(PROMPT):
Resume the explanation of the libfabric Address Vector from the point where it ends, and carry it forward.

(QUOTED PASSAGE):
------------------------------------------------------------------------

Address Vector (AV)
The Address Vector (AV) is a provider-managed mapping that connects remote fabric addresses to compact integer handles (fi_addr_t) used in communication operations. Unlike a routing table, the AV does not store IP (device mappings). Instead, it converts an opaque Fabric Address (FA)—which may contain IP, port, and transport-specific identifiers—into a simple handle that endpoints can use for sending and receiving messages. The application never needs to reference the raw IP addresses directly.
Phase 1: Application – Request & Definition
The application begins by requesting an Address Vector (AV) through the fi_av_open() call. To do this, it first defines the desired AV properties in a fi_av_attr structure:
int fi_av_open(struct fid_domain *domain, struct fi_av_attr *attr, struct fid_av **av, void *context);
struct fi_av_attr av_attr = {
.type = FI_AV_TABLE,
.count = 16,
.rx_ctx_bits = 0,
.ep_per_node = 1,
.name = "my_av",
.map_addr = NULL,
.flags = 0
};
Example 4-1: structure fi_av_attr.
fi_av_attr Fields
type: Specifies the type of Address Vector. In Ultra Ethernet, the most common choice is FI_AV_TABLE, which organizes peer addresses in a simple, contiguous table. Each inserted Fabric Address (FA) receives a sequential fi_addr_t starting from zero. The type determines how the provider manages and looks up peer addresses during runtime.
Count: Indicates the expected number of addresses that will be inserted into the AV. The provider uses this value to optimize resource allocation. In most implementations, this also acts as an upper bound—if the application attempts to insert more addresses than specified, the operation may fail. Therefore, the application should set this field according to the anticipated communication pattern, ensuring the AV is sized appropriately without over-allocating memory.
Receive Context Bits (rx_ctx_bits): The rx_ctx_bits field is relevant only for scalable endpoints, which can expose multiple independent receive contexts. Normally, when an address is inserted into the Address Vector (AV), the provider returns a compact handle (fi_addr_t) that identifies the peer. If the peer has multiple receive contexts, the handle must also encode which specific receive context the application intends to target.
The rx_ctx_bits field specifies how many bits of the fi_addr_t are reserved for this purpose. For example, if an endpoint has 8 receive contexts (rx_ctx_cnt = 8), then at least 3 bits are required (2^3 = 8) to distinguish all contexts. These reserved bits allow the application to refer to each receive context individually without inserting duplicate entries into the AV.
The provider uses rx_ctx_bits internally when constructing the fi_addr_t returned by fi_av_insert(). The helper function fi_rx_addr() can then combine a base fi_addr_t with a receive context index to produce the final address used in communication operations.

------------------------------------------------------------------------

(MATERIAL SUPPLIED):
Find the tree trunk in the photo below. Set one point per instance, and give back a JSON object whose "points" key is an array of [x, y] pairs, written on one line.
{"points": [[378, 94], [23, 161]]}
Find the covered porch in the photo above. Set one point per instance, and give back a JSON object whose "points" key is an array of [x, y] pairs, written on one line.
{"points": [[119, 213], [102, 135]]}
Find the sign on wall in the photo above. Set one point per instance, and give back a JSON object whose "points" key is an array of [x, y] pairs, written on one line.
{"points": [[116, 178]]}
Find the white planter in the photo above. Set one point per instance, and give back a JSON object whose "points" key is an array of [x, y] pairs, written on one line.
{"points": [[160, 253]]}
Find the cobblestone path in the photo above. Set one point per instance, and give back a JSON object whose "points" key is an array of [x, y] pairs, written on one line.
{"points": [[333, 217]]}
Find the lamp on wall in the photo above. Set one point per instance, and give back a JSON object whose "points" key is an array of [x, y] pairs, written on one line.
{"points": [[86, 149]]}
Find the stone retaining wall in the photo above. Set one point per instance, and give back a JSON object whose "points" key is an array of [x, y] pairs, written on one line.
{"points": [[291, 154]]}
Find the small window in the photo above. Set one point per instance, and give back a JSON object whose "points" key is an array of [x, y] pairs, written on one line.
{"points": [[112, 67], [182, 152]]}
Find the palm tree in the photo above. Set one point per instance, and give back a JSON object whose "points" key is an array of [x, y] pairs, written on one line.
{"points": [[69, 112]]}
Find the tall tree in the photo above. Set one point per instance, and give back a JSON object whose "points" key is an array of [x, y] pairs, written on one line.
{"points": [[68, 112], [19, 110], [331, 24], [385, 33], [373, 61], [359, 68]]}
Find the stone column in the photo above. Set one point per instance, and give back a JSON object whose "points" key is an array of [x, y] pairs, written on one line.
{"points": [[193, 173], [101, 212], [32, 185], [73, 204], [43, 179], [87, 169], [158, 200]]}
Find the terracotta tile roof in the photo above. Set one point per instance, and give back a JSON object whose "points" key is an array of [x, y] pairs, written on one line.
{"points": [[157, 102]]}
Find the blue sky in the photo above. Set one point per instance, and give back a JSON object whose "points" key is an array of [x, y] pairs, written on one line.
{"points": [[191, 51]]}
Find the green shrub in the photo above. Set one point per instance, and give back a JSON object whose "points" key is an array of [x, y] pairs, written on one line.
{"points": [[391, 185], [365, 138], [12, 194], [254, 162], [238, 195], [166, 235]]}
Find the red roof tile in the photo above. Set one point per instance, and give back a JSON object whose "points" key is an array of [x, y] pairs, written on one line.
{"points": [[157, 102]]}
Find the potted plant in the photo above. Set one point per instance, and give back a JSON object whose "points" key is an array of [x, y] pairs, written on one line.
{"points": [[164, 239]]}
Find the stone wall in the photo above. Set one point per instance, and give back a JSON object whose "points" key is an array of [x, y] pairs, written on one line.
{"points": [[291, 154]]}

------------------------------------------------------------------------

(TASK ANSWER):
Example:
Suppose a peer has 4 receive contexts, and the application sets rx_ctx_bits = 2 (2 bits reserved for receive contexts). The base fi_addr_t for the peer returned by the AV might be 0x10. Using the 2 reserved bits, the application can address each receive context as follows:
Peer FA Base fi_addr_t Receive Context Final fi_addr_t
10.0.0.11:7500 0x10 0 0x10
10.0.0.11:7500 0x10 1 0x11
10.0.0.11:7500 0x10 2 0x12
10.0.0.11:7500 0x10 3 0x13
This approach keeps the AV compact while allowing fine-grained targeting of receive contexts. The application never needs to manipulate raw IP addresses or transport identifiers; it simply uses the final fi_addr_t values in send, receive, or RDMA operations.
ep_per_node: Indicates the expected number of endpoints that will be associated with a given Fabric Address. The provider uses this value to optimize resource allocation. If the number of endpoints per node is unknown, the application can set it to 0. In distributed or parallel applications, this is typically set to the number of processes per node multiplied by the number of endpoints each process will open. This value is a hint rather than a strict limit, allowing the AV to scale efficiently in multi-endpoint configurations.
Name: An optional human-readable system name for the AV. If non-NULL and the AV is opened with write access, the provider may create a shared, named AV, which can be accessed by multiple processes within the same domain on the same node. This feature enables resource sharing in multi-process applications. If sharing is not required, the name can be set to NULL.
map_addr: An optional base address for the AV, used primarily when creating a shared, named AV (FI_AV_MAP) across multiple processes. If multiple processes provide the same map_addr and name, the AV guarantees that the fi_addr_t handles returned by fi_av_insert() are consistent across all processes. The provider may internally memory-map the AV at this address, but this is not required. In single-process AVs, or when the AV is private, this field can be set to NULL.
Flags: Behavior-modifying flags. These can control provider-specific features, such as enabling asynchronous operations or special memory access patterns. Setting it to 0 selects default behavior.
Once the structure is populated, the application calls:
The fi_av_open() call allocates a provider-managed fid_av object, which contains a pointer to operations such as insert(), remove(), and lookup(), along with an internal mapping table that translates integer handles into transport-specific Fabric Addresses. At this stage, the AV exists independently of endpoints or peers and contains no entries; it is a blank, ready-to-populate mapping structure.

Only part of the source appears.